■ **THE REQUEST**
Copy the data from the line containing "Task: tag every instance of the hand" through the line containing "pixel 194 61", both included, and substitute "hoop earring" for each occurrence of "earring", leaving everything else unchanged.

[Records]
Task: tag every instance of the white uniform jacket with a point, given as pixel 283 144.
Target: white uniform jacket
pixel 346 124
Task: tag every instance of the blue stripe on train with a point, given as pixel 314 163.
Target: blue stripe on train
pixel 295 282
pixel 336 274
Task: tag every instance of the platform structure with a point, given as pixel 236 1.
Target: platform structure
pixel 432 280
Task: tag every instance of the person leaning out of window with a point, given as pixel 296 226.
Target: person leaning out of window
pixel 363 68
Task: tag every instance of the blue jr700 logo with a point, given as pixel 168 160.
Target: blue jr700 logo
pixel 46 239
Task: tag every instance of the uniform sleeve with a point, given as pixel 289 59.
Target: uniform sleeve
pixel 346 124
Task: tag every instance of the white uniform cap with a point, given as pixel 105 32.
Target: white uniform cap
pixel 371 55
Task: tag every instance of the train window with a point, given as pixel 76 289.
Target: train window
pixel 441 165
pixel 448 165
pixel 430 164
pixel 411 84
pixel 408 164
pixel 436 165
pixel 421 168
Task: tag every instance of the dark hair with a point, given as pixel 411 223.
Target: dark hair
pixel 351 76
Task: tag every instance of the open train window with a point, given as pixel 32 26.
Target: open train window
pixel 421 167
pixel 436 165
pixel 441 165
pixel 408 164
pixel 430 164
---
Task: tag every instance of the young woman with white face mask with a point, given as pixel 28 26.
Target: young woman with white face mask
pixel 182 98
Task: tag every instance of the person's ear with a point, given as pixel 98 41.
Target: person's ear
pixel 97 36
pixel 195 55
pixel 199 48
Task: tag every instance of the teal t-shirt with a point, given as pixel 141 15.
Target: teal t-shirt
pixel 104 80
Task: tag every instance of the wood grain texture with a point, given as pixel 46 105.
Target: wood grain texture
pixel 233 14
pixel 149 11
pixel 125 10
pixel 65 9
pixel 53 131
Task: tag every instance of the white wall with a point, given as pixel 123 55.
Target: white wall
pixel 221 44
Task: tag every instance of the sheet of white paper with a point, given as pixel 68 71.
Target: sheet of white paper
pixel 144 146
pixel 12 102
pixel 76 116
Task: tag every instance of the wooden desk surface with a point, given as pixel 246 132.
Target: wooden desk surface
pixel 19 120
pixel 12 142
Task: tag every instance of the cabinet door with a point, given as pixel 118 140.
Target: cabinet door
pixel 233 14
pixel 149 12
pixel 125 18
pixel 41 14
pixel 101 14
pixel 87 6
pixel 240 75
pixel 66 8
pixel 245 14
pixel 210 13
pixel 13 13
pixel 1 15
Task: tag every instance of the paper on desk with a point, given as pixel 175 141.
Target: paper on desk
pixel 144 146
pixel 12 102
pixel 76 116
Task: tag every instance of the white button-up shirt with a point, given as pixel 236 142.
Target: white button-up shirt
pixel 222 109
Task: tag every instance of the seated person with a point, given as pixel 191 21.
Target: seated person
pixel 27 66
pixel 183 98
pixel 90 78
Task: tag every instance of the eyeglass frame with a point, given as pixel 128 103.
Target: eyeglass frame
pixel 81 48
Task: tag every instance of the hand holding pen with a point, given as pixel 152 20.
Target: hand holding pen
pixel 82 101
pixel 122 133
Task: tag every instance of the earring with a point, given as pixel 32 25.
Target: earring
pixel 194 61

■ **RIGHT ANSWER**
Task: tag every instance of the hand holding pen with a point, given as pixel 152 20.
Target: hand holding pen
pixel 82 101
pixel 122 133
Task: tag every instance of the hoop earring with a point, given as pixel 32 25.
Target: hoop earring
pixel 194 61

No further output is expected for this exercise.